§ **EXERCISE GOAL**
In the GridSearchCV documentation, recast the paragraph beginning "The parameters selected are those" as a short bulleted list that keeps its main facts.

§ **SOURCE EXTRACT**

Warning: This documentation is for scikits.learn version 0.7.1. — Latest stable version

Contents

6.13.1. scikits.learn.grid_search.GridSearchCV

class scikits.learn.grid_search.GridSearchCV(estimator, param_grid, loss_func=None, score_func=None, fit_params={}, n_jobs=1, iid=True, refit=True, cv=None)

Grid search on the parameters of a classifier

Important members are fit, predict.

GridSearchCV implements a “fit” method and a “predict” method like any classifier except that the parameters of the classifier used to predict is optimized by cross-validation

Parameters :

estimator: object type that implements the “fit” and “predict” methods :

A object of that type is instanciated for each grid point

param_grid: dict :

a dictionary of parameters that are used the generate the grid

loss_func: callable, optional :

function that takes 2 arguments and compares them in order to evaluate the performance of prediciton (small is good) if None is passed, the score of the estimator is maximized

score_func: callable, optional :

function that takes 2 arguments and compares them in order to evaluate the performance of prediciton (big is good) if None is passed, the score of the estimator is maximized

fit_params : dict, optional

parameters to pass to the fit method

n_jobs: int, optional :

number of jobs to run in parallel (default 1)

iid: boolean, optional :

If True, the data is assumed to be identically distributed across the folds, and the loss minimized is the total loss per sample, and not the mean loss across the folds.

cv : crossvalidation generator

see scikits.learn.cross_val module

refit: boolean :

refit the best estimator with the entire dataset

Notes

The parameters selected are those that maximize the score of the left out data, unless an explicit score_func is passed in which case it is used instead. If a loss function loss_func is passed, it overrides the score functions and is minimized.

Examples

>>> from scikits.learn import svm, grid_search, datasets
>>> iris = datasets.load_iris()
>>> parameters = {'kernel':('linear', 'rbf'), 'C':[1, 10]}
>>> svr = svm.SVR()
>>> clf = grid_search.GridSearchCV(svr, parameters)
>>> clf.fit(iris.data, iris.target) 
GridSearchCV(n_jobs=1, fit_params={}, loss_func=None, refit=True, cv=None,
       iid=True,
       estimator=SVR(kernel='rbf', C=1.0, probability=False, ...
       ...

Methods

fit(X[, y]) Run fit with all sets of parameters
score(X[, y])
__init__(estimator, param_grid, loss_func=None, score_func=None, fit_params={}, n_jobs=1, iid=True, refit=True, cv=None)
fit(X, y=None, **params)

Run fit with all sets of parameters

Returns the best classifier

Parameters :

X: array, [n_samples, n_features] :

Training vector, where n_samples in the number of samples and n_features is the number of features.

y: array, [n_samples] or None :

Target vector relative to X, None for unsupervised problems

§ **DATA EXTRACT**

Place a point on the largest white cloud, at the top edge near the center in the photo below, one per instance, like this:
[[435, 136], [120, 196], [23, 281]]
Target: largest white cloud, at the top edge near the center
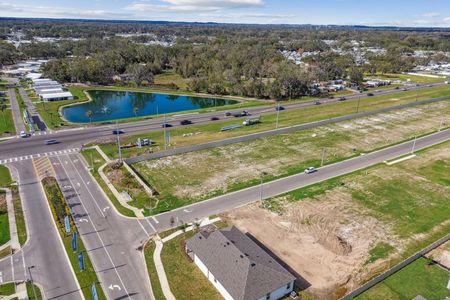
[[193, 5]]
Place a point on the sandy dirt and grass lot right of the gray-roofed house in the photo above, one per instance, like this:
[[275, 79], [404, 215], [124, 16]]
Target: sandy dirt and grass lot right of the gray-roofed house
[[330, 237]]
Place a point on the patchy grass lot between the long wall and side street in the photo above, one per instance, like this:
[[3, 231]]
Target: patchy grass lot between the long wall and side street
[[195, 176]]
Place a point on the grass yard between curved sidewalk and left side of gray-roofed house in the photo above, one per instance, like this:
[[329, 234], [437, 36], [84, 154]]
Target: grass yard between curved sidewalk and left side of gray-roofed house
[[186, 279]]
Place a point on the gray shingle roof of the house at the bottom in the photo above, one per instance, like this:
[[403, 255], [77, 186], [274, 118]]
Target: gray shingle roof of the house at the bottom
[[244, 269]]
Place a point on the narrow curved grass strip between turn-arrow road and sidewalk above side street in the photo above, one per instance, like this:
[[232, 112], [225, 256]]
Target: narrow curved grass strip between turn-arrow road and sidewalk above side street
[[95, 161]]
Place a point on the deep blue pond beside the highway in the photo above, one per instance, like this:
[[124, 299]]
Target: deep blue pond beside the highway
[[113, 105]]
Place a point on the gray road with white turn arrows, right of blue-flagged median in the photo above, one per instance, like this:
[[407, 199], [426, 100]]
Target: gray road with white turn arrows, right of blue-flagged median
[[112, 242]]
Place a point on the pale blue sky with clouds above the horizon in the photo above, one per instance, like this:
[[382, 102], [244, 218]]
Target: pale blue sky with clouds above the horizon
[[418, 13]]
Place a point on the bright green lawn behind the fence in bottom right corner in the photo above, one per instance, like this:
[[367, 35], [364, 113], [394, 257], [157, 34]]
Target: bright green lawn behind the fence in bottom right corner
[[418, 278]]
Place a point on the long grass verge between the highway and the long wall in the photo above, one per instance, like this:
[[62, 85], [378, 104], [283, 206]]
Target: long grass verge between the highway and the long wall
[[209, 132]]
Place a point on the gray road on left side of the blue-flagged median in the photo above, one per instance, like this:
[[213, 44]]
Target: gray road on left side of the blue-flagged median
[[43, 250]]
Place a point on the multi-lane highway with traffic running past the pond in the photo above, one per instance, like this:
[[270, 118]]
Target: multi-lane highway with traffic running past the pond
[[74, 138]]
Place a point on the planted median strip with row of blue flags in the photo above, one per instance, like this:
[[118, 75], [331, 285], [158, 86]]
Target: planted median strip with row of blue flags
[[59, 210]]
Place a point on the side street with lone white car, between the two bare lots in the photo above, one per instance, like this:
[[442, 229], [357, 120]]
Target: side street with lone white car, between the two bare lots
[[281, 186]]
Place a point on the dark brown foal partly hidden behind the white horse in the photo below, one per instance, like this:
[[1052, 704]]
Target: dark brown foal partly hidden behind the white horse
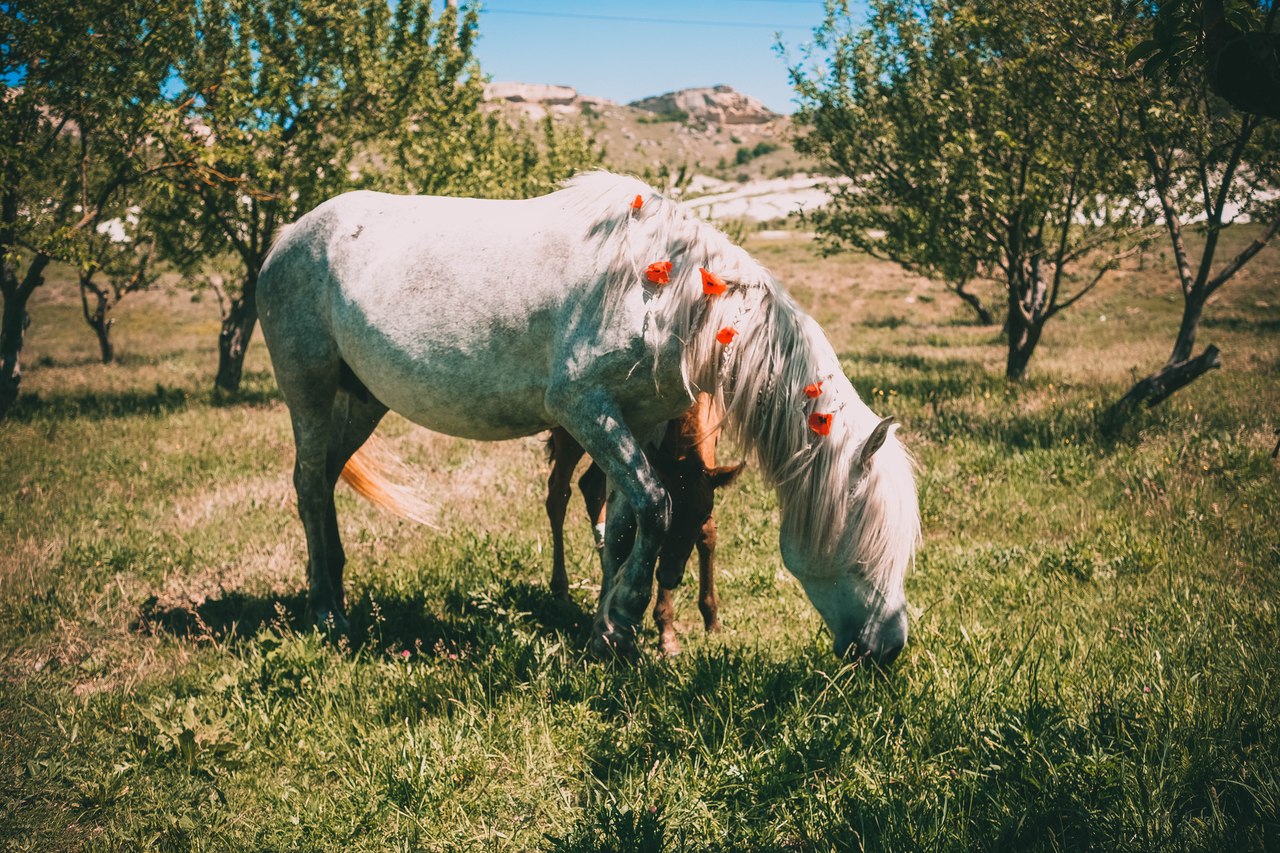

§ **ANSWER SPACE**
- By default, the selected parameters are those that maximize the score on the left-out data.
- If a score_func is passed explicitly, it is used instead.
- If a loss_func is passed, it overrides the score functions and is minimized.